• Dataset
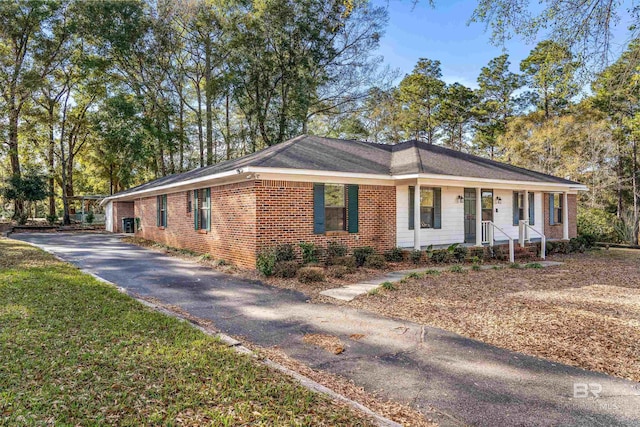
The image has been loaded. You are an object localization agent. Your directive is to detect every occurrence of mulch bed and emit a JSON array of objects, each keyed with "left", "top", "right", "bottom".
[{"left": 346, "top": 249, "right": 640, "bottom": 381}]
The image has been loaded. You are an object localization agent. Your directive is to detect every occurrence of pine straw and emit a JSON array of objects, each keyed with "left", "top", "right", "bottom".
[{"left": 346, "top": 249, "right": 640, "bottom": 381}]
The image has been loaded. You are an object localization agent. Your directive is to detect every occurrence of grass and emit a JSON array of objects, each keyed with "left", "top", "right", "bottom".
[
  {"left": 0, "top": 239, "right": 368, "bottom": 426},
  {"left": 349, "top": 249, "right": 640, "bottom": 381}
]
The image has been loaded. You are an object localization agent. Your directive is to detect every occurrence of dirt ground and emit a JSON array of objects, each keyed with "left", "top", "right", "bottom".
[{"left": 348, "top": 249, "right": 640, "bottom": 381}]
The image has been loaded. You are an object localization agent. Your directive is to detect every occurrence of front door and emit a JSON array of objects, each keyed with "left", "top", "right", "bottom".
[{"left": 464, "top": 188, "right": 476, "bottom": 243}]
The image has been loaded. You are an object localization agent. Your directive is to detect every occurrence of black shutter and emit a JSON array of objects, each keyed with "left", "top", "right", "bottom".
[
  {"left": 313, "top": 184, "right": 325, "bottom": 234},
  {"left": 347, "top": 185, "right": 358, "bottom": 233},
  {"left": 409, "top": 186, "right": 416, "bottom": 230},
  {"left": 193, "top": 190, "right": 200, "bottom": 230},
  {"left": 433, "top": 188, "right": 442, "bottom": 228},
  {"left": 529, "top": 193, "right": 536, "bottom": 225}
]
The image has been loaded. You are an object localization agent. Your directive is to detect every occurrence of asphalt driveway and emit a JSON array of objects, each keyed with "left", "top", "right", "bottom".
[{"left": 12, "top": 233, "right": 640, "bottom": 426}]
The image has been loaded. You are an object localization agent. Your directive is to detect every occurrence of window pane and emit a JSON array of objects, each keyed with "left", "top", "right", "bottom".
[
  {"left": 420, "top": 206, "right": 433, "bottom": 228},
  {"left": 324, "top": 184, "right": 345, "bottom": 208},
  {"left": 420, "top": 188, "right": 433, "bottom": 208},
  {"left": 324, "top": 207, "right": 346, "bottom": 231}
]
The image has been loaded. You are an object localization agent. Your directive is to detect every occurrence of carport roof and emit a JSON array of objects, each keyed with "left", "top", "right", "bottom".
[{"left": 104, "top": 135, "right": 581, "bottom": 199}]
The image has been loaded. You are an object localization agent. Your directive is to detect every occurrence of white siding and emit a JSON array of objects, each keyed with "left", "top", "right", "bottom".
[
  {"left": 396, "top": 184, "right": 544, "bottom": 248},
  {"left": 104, "top": 202, "right": 113, "bottom": 233}
]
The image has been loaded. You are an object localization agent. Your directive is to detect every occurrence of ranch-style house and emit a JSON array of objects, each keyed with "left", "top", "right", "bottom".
[{"left": 102, "top": 135, "right": 587, "bottom": 268}]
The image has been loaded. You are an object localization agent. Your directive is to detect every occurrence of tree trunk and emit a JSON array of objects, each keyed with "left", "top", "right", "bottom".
[{"left": 204, "top": 37, "right": 213, "bottom": 166}]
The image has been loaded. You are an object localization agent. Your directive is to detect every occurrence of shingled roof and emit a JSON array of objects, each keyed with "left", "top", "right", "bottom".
[{"left": 106, "top": 135, "right": 581, "bottom": 201}]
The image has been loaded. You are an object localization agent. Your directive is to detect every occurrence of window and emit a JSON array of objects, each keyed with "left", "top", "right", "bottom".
[
  {"left": 408, "top": 186, "right": 442, "bottom": 230},
  {"left": 324, "top": 184, "right": 347, "bottom": 231},
  {"left": 549, "top": 193, "right": 563, "bottom": 225},
  {"left": 420, "top": 187, "right": 435, "bottom": 228},
  {"left": 156, "top": 194, "right": 167, "bottom": 227},
  {"left": 481, "top": 190, "right": 493, "bottom": 221},
  {"left": 513, "top": 192, "right": 536, "bottom": 225},
  {"left": 193, "top": 188, "right": 211, "bottom": 230}
]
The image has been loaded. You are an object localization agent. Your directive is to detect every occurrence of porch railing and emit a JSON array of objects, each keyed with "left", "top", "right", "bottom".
[
  {"left": 518, "top": 220, "right": 547, "bottom": 259},
  {"left": 482, "top": 221, "right": 515, "bottom": 262}
]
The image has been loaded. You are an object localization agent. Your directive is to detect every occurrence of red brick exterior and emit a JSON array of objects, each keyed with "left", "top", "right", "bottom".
[
  {"left": 136, "top": 182, "right": 256, "bottom": 268},
  {"left": 543, "top": 193, "right": 578, "bottom": 239},
  {"left": 112, "top": 202, "right": 135, "bottom": 233},
  {"left": 135, "top": 181, "right": 396, "bottom": 268},
  {"left": 256, "top": 181, "right": 396, "bottom": 258}
]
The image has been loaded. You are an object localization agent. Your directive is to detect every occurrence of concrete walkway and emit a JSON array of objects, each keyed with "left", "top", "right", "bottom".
[
  {"left": 320, "top": 261, "right": 563, "bottom": 301},
  {"left": 12, "top": 233, "right": 640, "bottom": 426}
]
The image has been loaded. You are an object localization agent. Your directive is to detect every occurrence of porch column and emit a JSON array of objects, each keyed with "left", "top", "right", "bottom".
[
  {"left": 522, "top": 190, "right": 529, "bottom": 242},
  {"left": 413, "top": 179, "right": 422, "bottom": 250},
  {"left": 562, "top": 191, "right": 569, "bottom": 240},
  {"left": 476, "top": 188, "right": 482, "bottom": 246}
]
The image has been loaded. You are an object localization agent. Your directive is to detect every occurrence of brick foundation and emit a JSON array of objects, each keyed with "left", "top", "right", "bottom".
[
  {"left": 135, "top": 182, "right": 256, "bottom": 268},
  {"left": 256, "top": 181, "right": 396, "bottom": 258},
  {"left": 112, "top": 202, "right": 135, "bottom": 233},
  {"left": 543, "top": 193, "right": 578, "bottom": 240}
]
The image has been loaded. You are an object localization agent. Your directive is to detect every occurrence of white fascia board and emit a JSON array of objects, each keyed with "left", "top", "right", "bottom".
[
  {"left": 100, "top": 166, "right": 588, "bottom": 206},
  {"left": 100, "top": 169, "right": 245, "bottom": 206}
]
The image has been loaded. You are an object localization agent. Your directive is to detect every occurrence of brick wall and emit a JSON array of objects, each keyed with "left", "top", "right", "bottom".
[
  {"left": 256, "top": 181, "right": 396, "bottom": 258},
  {"left": 113, "top": 202, "right": 135, "bottom": 233},
  {"left": 543, "top": 193, "right": 578, "bottom": 239},
  {"left": 135, "top": 182, "right": 256, "bottom": 268}
]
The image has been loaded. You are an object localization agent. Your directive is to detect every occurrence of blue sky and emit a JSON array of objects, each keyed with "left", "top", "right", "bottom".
[{"left": 374, "top": 0, "right": 632, "bottom": 88}]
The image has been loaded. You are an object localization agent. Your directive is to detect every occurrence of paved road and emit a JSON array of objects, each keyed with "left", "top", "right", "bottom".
[{"left": 12, "top": 233, "right": 640, "bottom": 426}]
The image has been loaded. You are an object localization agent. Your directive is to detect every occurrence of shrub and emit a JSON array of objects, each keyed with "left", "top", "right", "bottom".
[
  {"left": 327, "top": 242, "right": 348, "bottom": 259},
  {"left": 328, "top": 265, "right": 351, "bottom": 279},
  {"left": 332, "top": 256, "right": 356, "bottom": 273},
  {"left": 275, "top": 244, "right": 296, "bottom": 262},
  {"left": 273, "top": 261, "right": 300, "bottom": 279},
  {"left": 449, "top": 265, "right": 464, "bottom": 273},
  {"left": 380, "top": 281, "right": 397, "bottom": 291},
  {"left": 365, "top": 254, "right": 387, "bottom": 269},
  {"left": 298, "top": 267, "right": 325, "bottom": 283},
  {"left": 577, "top": 208, "right": 620, "bottom": 243},
  {"left": 256, "top": 249, "right": 276, "bottom": 277},
  {"left": 431, "top": 249, "right": 452, "bottom": 264},
  {"left": 353, "top": 246, "right": 375, "bottom": 267},
  {"left": 452, "top": 246, "right": 469, "bottom": 262},
  {"left": 299, "top": 242, "right": 320, "bottom": 264},
  {"left": 384, "top": 246, "right": 404, "bottom": 262}
]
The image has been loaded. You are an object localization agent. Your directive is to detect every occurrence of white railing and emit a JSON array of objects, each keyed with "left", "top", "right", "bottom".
[
  {"left": 482, "top": 221, "right": 515, "bottom": 262},
  {"left": 518, "top": 220, "right": 547, "bottom": 259}
]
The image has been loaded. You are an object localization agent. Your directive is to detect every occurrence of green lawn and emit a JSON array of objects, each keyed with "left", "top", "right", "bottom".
[{"left": 0, "top": 239, "right": 368, "bottom": 426}]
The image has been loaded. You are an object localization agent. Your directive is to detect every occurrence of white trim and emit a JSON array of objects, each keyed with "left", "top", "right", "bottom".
[{"left": 100, "top": 166, "right": 588, "bottom": 206}]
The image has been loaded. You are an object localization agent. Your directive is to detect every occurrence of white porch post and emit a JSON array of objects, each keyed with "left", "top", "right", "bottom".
[
  {"left": 522, "top": 190, "right": 529, "bottom": 242},
  {"left": 476, "top": 188, "right": 482, "bottom": 246},
  {"left": 413, "top": 179, "right": 422, "bottom": 250},
  {"left": 562, "top": 191, "right": 569, "bottom": 240}
]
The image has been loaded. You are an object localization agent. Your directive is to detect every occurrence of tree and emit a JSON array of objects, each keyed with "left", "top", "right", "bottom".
[
  {"left": 0, "top": 171, "right": 47, "bottom": 224},
  {"left": 438, "top": 83, "right": 477, "bottom": 151},
  {"left": 397, "top": 58, "right": 445, "bottom": 144},
  {"left": 520, "top": 40, "right": 579, "bottom": 119},
  {"left": 474, "top": 54, "right": 524, "bottom": 159},
  {"left": 0, "top": 0, "right": 63, "bottom": 217}
]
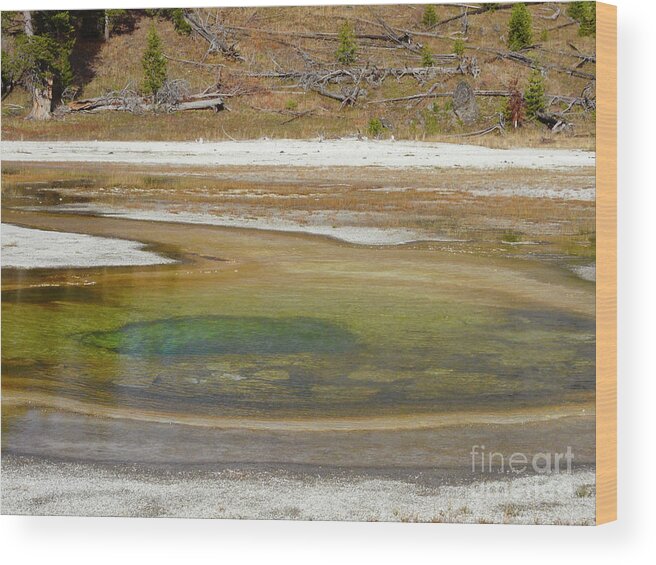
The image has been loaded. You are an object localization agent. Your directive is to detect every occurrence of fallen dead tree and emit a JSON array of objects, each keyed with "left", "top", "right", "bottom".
[
  {"left": 246, "top": 61, "right": 476, "bottom": 86},
  {"left": 367, "top": 85, "right": 595, "bottom": 115},
  {"left": 535, "top": 112, "right": 573, "bottom": 132},
  {"left": 184, "top": 10, "right": 244, "bottom": 61},
  {"left": 474, "top": 46, "right": 595, "bottom": 80},
  {"left": 58, "top": 81, "right": 230, "bottom": 114}
]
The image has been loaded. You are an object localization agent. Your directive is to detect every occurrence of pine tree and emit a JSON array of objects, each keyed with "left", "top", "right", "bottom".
[
  {"left": 421, "top": 4, "right": 437, "bottom": 28},
  {"left": 335, "top": 22, "right": 358, "bottom": 65},
  {"left": 524, "top": 70, "right": 546, "bottom": 119},
  {"left": 2, "top": 10, "right": 75, "bottom": 120},
  {"left": 567, "top": 2, "right": 597, "bottom": 37},
  {"left": 508, "top": 4, "right": 533, "bottom": 51},
  {"left": 142, "top": 26, "right": 166, "bottom": 94}
]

• Directions for this task
Reproduce the material above exactly, but only from the line with "of tree and" through its last line, leaving pictures out.

• Solution
The image has been loaded. You are an object localization agent. Your directive is to detect every occurrence of tree and emit a JSON array of objects, each keyed with "left", "top", "right", "bottom".
[
  {"left": 0, "top": 171, "right": 47, "bottom": 224},
  {"left": 438, "top": 83, "right": 477, "bottom": 151},
  {"left": 397, "top": 58, "right": 445, "bottom": 144},
  {"left": 520, "top": 40, "right": 579, "bottom": 119},
  {"left": 474, "top": 54, "right": 524, "bottom": 159},
  {"left": 0, "top": 0, "right": 63, "bottom": 217}
]
The image has been loaded. You are an object localization agent. Your directive is to detect every occurrence of fallen dead tree and emit a JSON array of objects, each keyed with "left", "top", "right", "bottom".
[
  {"left": 246, "top": 61, "right": 476, "bottom": 86},
  {"left": 367, "top": 85, "right": 595, "bottom": 115},
  {"left": 535, "top": 112, "right": 573, "bottom": 132},
  {"left": 184, "top": 10, "right": 244, "bottom": 61},
  {"left": 474, "top": 46, "right": 595, "bottom": 80},
  {"left": 58, "top": 81, "right": 230, "bottom": 114}
]
The image has been loaded. You are an object localization agent. Your directive is to detect every occurrence of pine tree and emit a JSON array of objects, each keyed with "left", "top", "right", "bottom".
[
  {"left": 421, "top": 4, "right": 437, "bottom": 28},
  {"left": 335, "top": 22, "right": 358, "bottom": 65},
  {"left": 524, "top": 70, "right": 546, "bottom": 119},
  {"left": 2, "top": 10, "right": 75, "bottom": 120},
  {"left": 567, "top": 2, "right": 597, "bottom": 37},
  {"left": 508, "top": 4, "right": 533, "bottom": 51},
  {"left": 142, "top": 26, "right": 166, "bottom": 94}
]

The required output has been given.